GIVEN PROBLEM ▸
Begin at the line that contains "Ground white window" and repeat every line from there to the end of the records below, inclusive, without adding any other line.

DATA LINES ▸
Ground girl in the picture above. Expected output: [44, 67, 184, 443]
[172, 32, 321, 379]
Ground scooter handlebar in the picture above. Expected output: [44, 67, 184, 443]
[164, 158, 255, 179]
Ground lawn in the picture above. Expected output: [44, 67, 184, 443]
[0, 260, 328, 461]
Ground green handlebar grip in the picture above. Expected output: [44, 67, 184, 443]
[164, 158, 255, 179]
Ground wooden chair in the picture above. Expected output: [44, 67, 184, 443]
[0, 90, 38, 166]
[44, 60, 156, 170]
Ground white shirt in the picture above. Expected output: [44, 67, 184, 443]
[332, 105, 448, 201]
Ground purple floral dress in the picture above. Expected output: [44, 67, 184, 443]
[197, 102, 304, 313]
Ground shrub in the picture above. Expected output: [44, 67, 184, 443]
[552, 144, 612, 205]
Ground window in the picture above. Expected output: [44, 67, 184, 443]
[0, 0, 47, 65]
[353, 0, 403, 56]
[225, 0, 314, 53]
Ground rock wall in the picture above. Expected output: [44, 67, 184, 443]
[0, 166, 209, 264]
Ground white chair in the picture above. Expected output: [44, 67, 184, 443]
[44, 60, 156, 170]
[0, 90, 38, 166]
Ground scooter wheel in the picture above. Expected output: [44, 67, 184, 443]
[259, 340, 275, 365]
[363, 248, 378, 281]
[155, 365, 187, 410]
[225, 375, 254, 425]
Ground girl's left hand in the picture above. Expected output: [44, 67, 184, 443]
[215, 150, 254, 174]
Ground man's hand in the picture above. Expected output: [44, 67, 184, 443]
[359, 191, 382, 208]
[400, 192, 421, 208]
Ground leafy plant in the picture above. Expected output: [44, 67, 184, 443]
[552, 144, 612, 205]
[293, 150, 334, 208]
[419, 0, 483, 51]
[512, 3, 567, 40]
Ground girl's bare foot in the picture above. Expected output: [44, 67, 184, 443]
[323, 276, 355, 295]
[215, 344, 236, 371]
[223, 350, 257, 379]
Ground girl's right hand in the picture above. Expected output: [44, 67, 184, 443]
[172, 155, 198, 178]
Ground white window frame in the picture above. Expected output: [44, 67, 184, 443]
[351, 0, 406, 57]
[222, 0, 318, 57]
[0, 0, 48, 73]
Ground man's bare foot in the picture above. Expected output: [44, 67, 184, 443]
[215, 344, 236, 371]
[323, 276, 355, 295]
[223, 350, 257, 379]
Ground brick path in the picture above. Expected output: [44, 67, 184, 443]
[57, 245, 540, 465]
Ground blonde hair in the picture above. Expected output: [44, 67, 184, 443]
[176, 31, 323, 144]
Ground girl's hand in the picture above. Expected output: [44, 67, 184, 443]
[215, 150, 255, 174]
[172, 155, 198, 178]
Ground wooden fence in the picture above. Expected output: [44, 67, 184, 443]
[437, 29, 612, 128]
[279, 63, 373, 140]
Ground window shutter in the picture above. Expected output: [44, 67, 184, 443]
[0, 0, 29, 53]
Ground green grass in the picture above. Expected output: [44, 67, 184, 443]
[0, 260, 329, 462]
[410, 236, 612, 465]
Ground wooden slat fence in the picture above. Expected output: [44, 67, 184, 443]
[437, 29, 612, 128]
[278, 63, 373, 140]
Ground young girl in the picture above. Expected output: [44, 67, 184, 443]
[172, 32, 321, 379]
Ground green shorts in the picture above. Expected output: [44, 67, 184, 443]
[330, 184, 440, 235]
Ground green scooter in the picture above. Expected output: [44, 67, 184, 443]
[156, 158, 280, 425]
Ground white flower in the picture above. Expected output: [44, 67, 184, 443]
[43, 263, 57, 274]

ANSWER TO THIS TASK ▸
Ground white window frame in the picture above. Expected output: [44, 67, 184, 443]
[351, 0, 406, 57]
[222, 0, 318, 57]
[0, 0, 48, 73]
Ground man's bare foot in the picture above. Expected output: [44, 67, 184, 443]
[215, 344, 236, 371]
[323, 276, 355, 295]
[223, 350, 257, 379]
Ground brick path in the picture above. Expected output: [44, 67, 184, 443]
[57, 245, 540, 465]
Ground blonde hair in the picture above. Expected output: [44, 67, 184, 443]
[176, 31, 323, 144]
Ground girl's hand in the picture above. Expected output: [44, 67, 184, 443]
[215, 150, 255, 174]
[172, 155, 198, 178]
Ground wooden fence in the picture above. Expected output: [44, 67, 184, 443]
[437, 29, 612, 128]
[279, 63, 373, 140]
Ground window shutter in the picture above. Expected output: [44, 67, 184, 443]
[0, 0, 29, 53]
Ground green grass in the picture above. Expected output: [44, 67, 184, 443]
[0, 260, 329, 462]
[410, 236, 612, 465]
Ground wooden slat fence in the picture above. Expected output: [44, 67, 184, 443]
[437, 29, 612, 128]
[278, 63, 373, 140]
Ground young girl in the picture above. Expected output: [44, 67, 184, 443]
[172, 32, 321, 379]
Ground green shorts in the picture above. Expected output: [44, 67, 184, 443]
[330, 184, 440, 235]
Ground green scooter in the picture above. Expected output: [44, 67, 184, 443]
[156, 158, 280, 425]
Ground white flower in the picture above. Expected output: [44, 67, 184, 443]
[43, 263, 57, 274]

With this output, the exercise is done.